• **Short task**
Render all the rows below as a Markdown table with two columns, No and Text: give each line a number and its text, and skip blank lines. Leave the pictures out of your answer.

• **Dataset content**
---+---

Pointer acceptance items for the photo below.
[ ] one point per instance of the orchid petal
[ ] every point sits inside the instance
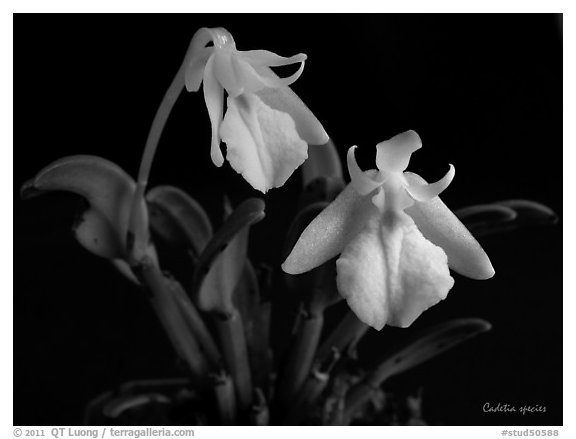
(425, 192)
(214, 97)
(253, 81)
(195, 70)
(394, 154)
(284, 99)
(262, 143)
(361, 182)
(327, 235)
(439, 225)
(270, 59)
(389, 273)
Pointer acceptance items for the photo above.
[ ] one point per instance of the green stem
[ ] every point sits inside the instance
(311, 390)
(344, 337)
(301, 357)
(171, 318)
(233, 342)
(196, 324)
(260, 414)
(225, 398)
(136, 229)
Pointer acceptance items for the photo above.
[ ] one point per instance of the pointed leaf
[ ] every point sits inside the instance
(225, 256)
(178, 219)
(436, 341)
(481, 215)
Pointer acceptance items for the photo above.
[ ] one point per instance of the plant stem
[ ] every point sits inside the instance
(300, 358)
(196, 324)
(344, 337)
(136, 230)
(233, 342)
(225, 398)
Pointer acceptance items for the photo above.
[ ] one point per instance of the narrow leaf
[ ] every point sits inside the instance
(436, 341)
(178, 219)
(108, 190)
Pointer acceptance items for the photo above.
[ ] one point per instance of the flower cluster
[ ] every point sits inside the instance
(395, 237)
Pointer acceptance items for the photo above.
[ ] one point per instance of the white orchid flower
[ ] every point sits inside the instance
(395, 237)
(267, 128)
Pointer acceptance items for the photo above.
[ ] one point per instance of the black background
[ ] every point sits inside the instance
(483, 91)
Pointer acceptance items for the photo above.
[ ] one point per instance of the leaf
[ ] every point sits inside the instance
(178, 219)
(437, 340)
(505, 216)
(482, 214)
(118, 406)
(108, 190)
(255, 313)
(221, 263)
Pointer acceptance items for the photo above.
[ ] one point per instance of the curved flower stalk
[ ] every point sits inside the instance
(266, 127)
(395, 237)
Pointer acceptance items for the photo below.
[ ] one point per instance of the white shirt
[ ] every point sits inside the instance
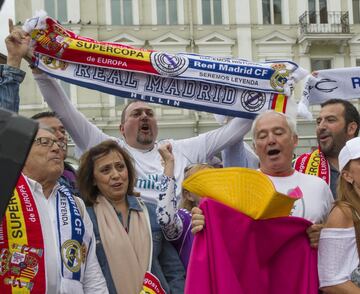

---+---

• **Expected answer**
| No | Text |
|---|---|
| 1 | Pointer acceptance items for the photo below. |
| 2 | [ ] one point per instance of the orchid petal |
| 3 | [ ] every point sits inside the instance |
| 4 | (425, 192) |
| 5 | (214, 97) |
| 6 | (253, 81) |
| 7 | (195, 70) |
| 8 | (394, 154) |
| 9 | (284, 99) |
| 10 | (262, 143) |
| 11 | (361, 182) |
| 12 | (327, 235) |
| 13 | (439, 225) |
| 14 | (270, 59) |
| 15 | (389, 273) |
| 16 | Pointer acceptance items for the photo above. |
| 17 | [ ] one point per instance of the green stem |
| 18 | [ ] every point sits inside the instance |
| 19 | (311, 390) |
| 20 | (344, 337) |
| 21 | (301, 357) |
| 22 | (171, 318) |
| 23 | (233, 342) |
| 24 | (196, 324) |
| 25 | (260, 414) |
| 26 | (225, 398) |
| 27 | (136, 229) |
| 28 | Pointer acceptance items for the photo above. |
| 29 | [ ] one point per instance of the pointed leaf |
| 30 | [ ] every point sits inside the instance |
| 31 | (225, 256) |
| 32 | (178, 219) |
| 33 | (436, 341) |
| 34 | (481, 215) |
| 35 | Pointer acceptance items for the photo above. |
| 36 | [ ] one point per instance of the plant stem |
| 37 | [ ] every point sits inside the instance |
| 38 | (300, 358) |
| 39 | (196, 324) |
| 40 | (344, 337) |
| 41 | (136, 230) |
| 42 | (233, 342) |
| 43 | (225, 398) |
| 44 | Pointer acceptance items for the photo above. |
| 45 | [ ] one point per instance of the narrow leaf |
| 46 | [ ] every point sits inside the instance |
| 47 | (436, 341) |
| 48 | (178, 219) |
| 49 | (108, 190) |
| 50 | Pointer acceptance items for the photo above. |
| 51 | [ ] one point per instance of the flower cluster |
| 52 | [ ] every point sits inside the instance |
| 53 | (395, 237) |
| 54 | Pointer acceptance items for the photo above. |
| 55 | [ ] one point per instance of the white orchid flower |
| 56 | [ ] every point sits inside the instance |
| 57 | (395, 237) |
| 58 | (267, 128) |
| 59 | Pointer acceptance items for the photo above. |
| 60 | [ ] one point per instance of the black background |
| 61 | [ ] every point sits inside the instance |
| 62 | (483, 91) |
| 63 | Pointer acceptance items for the photo above. |
| 64 | [ ] one point per instance of the leaf |
| 65 | [ ] every point sits inside the instance |
| 66 | (178, 219) |
| 67 | (437, 340) |
| 68 | (505, 216) |
| 69 | (482, 214) |
| 70 | (118, 406) |
| 71 | (108, 190) |
| 72 | (255, 313) |
| 73 | (221, 263) |
| 74 | Pointer acceptance items for the photo above. |
| 75 | [ ] one point per instance of the curved flower stalk |
| 76 | [ ] every point sits inside the instance |
| 77 | (266, 127) |
| 78 | (395, 237) |
| 79 | Pointer acceptance items for the photo below. |
| 80 | [ ] one point per instance of the white shirt |
| 81 | [ ] every point sits inside the instance |